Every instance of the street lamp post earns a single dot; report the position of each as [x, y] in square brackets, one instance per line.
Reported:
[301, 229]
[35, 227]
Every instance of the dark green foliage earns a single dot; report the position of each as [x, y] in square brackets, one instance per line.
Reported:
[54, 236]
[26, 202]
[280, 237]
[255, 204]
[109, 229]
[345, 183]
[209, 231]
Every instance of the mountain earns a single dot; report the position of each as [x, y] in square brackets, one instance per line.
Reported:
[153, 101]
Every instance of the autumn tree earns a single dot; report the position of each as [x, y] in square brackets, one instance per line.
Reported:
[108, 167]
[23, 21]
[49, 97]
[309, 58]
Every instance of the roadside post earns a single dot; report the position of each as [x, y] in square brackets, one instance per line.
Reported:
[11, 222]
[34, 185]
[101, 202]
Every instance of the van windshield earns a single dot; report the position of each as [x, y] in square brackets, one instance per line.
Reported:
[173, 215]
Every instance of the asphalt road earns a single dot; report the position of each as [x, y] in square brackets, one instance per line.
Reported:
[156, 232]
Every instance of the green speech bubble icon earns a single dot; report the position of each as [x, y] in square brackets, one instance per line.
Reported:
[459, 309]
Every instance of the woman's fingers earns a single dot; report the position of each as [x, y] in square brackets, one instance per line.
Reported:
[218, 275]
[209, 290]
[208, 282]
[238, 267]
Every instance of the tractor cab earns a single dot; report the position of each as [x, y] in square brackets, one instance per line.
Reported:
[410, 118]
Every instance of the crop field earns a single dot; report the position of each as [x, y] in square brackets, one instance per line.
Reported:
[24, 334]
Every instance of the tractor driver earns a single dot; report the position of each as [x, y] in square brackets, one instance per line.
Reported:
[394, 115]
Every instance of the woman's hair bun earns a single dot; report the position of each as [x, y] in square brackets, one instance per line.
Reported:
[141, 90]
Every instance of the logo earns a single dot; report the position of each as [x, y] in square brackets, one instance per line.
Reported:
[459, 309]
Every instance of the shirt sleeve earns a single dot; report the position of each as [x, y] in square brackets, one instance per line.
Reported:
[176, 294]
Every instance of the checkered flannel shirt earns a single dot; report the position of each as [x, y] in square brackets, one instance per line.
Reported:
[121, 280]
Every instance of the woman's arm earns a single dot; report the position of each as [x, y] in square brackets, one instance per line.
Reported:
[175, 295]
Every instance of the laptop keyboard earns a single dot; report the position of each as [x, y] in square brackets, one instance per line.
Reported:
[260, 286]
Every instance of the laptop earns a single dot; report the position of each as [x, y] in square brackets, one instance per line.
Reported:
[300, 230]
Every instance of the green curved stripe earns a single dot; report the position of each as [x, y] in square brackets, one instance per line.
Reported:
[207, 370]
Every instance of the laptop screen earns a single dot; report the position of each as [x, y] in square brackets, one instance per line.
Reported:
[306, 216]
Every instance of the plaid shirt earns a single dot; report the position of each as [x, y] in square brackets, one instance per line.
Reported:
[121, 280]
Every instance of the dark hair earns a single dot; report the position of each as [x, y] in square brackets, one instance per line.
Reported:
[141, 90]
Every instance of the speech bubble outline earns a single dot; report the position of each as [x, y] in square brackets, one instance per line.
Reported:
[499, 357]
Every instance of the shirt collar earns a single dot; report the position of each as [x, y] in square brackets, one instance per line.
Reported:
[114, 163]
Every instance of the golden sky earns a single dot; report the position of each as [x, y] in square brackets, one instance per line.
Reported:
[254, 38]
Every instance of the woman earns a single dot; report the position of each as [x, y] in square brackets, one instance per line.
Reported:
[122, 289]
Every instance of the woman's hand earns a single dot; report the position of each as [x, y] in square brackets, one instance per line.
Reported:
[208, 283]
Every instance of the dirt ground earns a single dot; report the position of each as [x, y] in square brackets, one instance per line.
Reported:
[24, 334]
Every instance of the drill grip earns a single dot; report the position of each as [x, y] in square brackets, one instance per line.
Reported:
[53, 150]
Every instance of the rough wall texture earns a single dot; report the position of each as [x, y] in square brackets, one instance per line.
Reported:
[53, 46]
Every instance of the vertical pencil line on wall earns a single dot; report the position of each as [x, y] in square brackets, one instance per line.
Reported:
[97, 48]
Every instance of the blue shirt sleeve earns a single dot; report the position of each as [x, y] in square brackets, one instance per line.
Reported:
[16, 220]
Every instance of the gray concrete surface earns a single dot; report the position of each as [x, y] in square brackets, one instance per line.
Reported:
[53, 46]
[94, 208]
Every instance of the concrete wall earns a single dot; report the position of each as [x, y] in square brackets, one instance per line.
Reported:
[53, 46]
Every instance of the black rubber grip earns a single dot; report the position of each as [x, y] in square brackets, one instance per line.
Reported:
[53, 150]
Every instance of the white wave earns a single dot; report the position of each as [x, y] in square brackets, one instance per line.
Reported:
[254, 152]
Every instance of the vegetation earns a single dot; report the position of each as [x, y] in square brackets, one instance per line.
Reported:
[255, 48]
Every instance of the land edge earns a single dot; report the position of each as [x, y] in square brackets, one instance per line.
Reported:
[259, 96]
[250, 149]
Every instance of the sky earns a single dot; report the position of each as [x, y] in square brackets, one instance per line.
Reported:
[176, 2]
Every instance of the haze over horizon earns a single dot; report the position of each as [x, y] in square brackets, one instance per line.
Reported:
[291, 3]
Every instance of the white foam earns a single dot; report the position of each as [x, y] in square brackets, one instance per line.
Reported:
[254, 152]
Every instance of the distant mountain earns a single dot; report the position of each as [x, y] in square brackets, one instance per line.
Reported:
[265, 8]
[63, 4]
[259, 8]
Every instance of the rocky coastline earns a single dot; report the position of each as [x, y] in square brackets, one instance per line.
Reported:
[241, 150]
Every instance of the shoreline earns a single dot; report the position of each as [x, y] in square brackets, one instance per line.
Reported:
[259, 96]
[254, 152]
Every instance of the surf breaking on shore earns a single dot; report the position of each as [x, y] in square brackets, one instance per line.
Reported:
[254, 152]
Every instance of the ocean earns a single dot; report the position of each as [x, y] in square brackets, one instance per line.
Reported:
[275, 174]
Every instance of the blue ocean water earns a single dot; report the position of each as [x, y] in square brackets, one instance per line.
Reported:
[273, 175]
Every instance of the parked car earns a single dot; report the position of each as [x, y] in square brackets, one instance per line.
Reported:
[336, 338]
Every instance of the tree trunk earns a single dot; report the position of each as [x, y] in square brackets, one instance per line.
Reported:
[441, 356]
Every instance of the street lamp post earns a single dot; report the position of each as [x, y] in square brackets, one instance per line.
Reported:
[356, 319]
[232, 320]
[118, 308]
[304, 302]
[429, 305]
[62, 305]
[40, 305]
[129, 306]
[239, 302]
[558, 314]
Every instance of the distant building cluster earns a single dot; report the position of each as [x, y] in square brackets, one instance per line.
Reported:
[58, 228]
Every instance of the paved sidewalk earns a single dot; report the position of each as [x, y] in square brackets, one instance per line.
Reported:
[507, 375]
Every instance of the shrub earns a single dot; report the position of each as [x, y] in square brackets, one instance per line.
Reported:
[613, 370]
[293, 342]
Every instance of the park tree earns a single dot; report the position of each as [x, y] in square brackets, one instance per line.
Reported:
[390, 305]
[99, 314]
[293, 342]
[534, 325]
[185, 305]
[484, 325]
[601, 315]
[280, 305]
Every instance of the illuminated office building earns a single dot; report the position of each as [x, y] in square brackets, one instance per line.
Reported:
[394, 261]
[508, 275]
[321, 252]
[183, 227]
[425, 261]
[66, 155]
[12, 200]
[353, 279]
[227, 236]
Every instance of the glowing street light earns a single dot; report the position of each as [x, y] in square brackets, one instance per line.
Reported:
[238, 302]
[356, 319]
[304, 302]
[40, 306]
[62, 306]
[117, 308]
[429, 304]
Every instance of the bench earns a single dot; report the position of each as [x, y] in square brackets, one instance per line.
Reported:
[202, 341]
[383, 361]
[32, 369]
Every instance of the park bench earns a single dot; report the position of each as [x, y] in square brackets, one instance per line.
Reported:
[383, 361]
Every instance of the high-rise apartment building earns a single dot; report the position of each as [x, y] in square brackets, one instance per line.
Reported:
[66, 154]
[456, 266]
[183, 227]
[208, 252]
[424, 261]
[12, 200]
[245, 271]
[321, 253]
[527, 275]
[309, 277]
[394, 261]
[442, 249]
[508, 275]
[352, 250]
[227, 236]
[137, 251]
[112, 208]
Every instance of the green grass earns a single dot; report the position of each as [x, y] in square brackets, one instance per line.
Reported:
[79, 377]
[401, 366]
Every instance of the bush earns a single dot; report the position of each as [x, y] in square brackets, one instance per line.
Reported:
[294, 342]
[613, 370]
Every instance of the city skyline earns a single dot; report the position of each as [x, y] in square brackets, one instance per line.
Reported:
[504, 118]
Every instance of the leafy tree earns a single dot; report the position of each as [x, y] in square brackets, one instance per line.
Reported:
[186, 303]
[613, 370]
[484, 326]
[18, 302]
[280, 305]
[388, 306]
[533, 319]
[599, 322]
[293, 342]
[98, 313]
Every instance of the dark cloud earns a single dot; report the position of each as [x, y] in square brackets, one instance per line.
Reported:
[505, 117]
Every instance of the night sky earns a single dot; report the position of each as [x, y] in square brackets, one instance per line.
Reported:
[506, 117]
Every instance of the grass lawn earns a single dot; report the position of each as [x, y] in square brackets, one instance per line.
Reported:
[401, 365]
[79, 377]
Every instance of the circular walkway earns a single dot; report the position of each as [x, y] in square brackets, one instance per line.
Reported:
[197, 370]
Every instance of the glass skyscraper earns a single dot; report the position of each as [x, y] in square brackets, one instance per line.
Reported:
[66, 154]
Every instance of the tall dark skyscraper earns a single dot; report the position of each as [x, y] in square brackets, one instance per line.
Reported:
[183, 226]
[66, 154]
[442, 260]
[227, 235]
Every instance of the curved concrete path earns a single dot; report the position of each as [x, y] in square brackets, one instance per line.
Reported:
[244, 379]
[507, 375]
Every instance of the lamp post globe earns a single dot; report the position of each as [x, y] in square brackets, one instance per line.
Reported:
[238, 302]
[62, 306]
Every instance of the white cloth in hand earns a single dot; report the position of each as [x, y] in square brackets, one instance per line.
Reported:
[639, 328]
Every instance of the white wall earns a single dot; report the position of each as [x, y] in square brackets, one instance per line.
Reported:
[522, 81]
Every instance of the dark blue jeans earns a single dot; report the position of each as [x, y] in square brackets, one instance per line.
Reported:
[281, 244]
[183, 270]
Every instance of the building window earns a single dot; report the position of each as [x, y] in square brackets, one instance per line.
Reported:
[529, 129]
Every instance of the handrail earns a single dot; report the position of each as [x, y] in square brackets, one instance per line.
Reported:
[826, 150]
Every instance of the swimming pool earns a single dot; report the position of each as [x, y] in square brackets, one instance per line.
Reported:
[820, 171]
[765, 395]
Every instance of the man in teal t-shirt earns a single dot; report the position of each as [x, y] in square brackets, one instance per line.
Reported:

★ ★ ★ ★ ★ ★ ★

Your task is to list each line of the records with the word "speech".

**RESPONSE TO THE TASK:**
Every instance of the green speech bubble icon earns a single dot; report the position of each as [x, y] in square brackets, one instance per line.
Every instance of the speech bubble outline earns a single dot; report the position of each as [x, y] in square brackets, one instance per line.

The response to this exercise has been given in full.